Provided passage:
Easily OCR images, barcodes, forms, documents with machine readable zones, e.g. passports, right from R. Get the results in form of text files or detailed XML. The package provides access to the Abbyy Cloud OCR SDK API. Details about results of calls to the API can be found here.
To get the current development version from github:
# install.packages("devtools")
devtools::install_github("soodoku/abbyyR", build_vignettes = TRUE)
To get going, get the application id and password from http://ocrsdk.com/. Then set the application id and password via the setapp
function.
setapp(c("app_id", "app_password"))
Applications are a convenient way to keep different OCR projects separate. You can have multiple applications running at the same time. Each application has its own budget. To get more information about the application, use getAppInfo
.
getAppInfo()
The function returns a list that includes the name of the Application, no. of pages remaining (given the money), no. of fields remaining (given the money), and when the application credits expire. The function automatically prints these out. For additional details about how Abbyy FineReader implements getAppInfo
, see the reference for the function.

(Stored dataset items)

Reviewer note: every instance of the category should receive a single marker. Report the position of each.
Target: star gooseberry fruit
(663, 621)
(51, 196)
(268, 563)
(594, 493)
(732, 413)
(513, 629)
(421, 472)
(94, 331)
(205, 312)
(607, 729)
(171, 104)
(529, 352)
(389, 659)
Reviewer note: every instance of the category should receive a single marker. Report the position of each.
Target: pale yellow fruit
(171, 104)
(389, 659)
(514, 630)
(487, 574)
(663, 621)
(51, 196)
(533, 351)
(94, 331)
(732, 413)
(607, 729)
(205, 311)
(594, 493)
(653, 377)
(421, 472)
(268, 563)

...

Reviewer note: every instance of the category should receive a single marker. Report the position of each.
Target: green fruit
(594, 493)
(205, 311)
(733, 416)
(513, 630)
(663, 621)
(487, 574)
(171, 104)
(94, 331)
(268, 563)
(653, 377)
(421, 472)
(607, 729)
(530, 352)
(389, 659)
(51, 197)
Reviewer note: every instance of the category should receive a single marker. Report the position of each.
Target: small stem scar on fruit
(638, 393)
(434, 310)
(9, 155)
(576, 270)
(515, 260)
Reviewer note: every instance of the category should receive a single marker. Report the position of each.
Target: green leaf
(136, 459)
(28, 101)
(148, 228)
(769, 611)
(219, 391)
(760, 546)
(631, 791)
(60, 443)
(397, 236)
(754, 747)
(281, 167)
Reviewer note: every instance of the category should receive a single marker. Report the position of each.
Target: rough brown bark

What is asked:
**1)** According to the abbyyR page, which API does the package provide access to?
**2)** Please write out the stretch of the abbyyR page from "To get going, get" through "getAppInfo()", swapping "budget" for "spending limit".

Answer set:
**1)** The Abbyy Cloud OCR SDK API.

**2)**
To get going, get the application id and password from http://ocrsdk.com/. Then set the application id and password via the setapp
function.
setapp(c("app_id", "app_password"))
Applications are a convenient way to keep different OCR projects separate. You can have multiple applications running at the same time. Each application has its own spending limit. To get more information about the application, use getAppInfo
.
getAppInfo()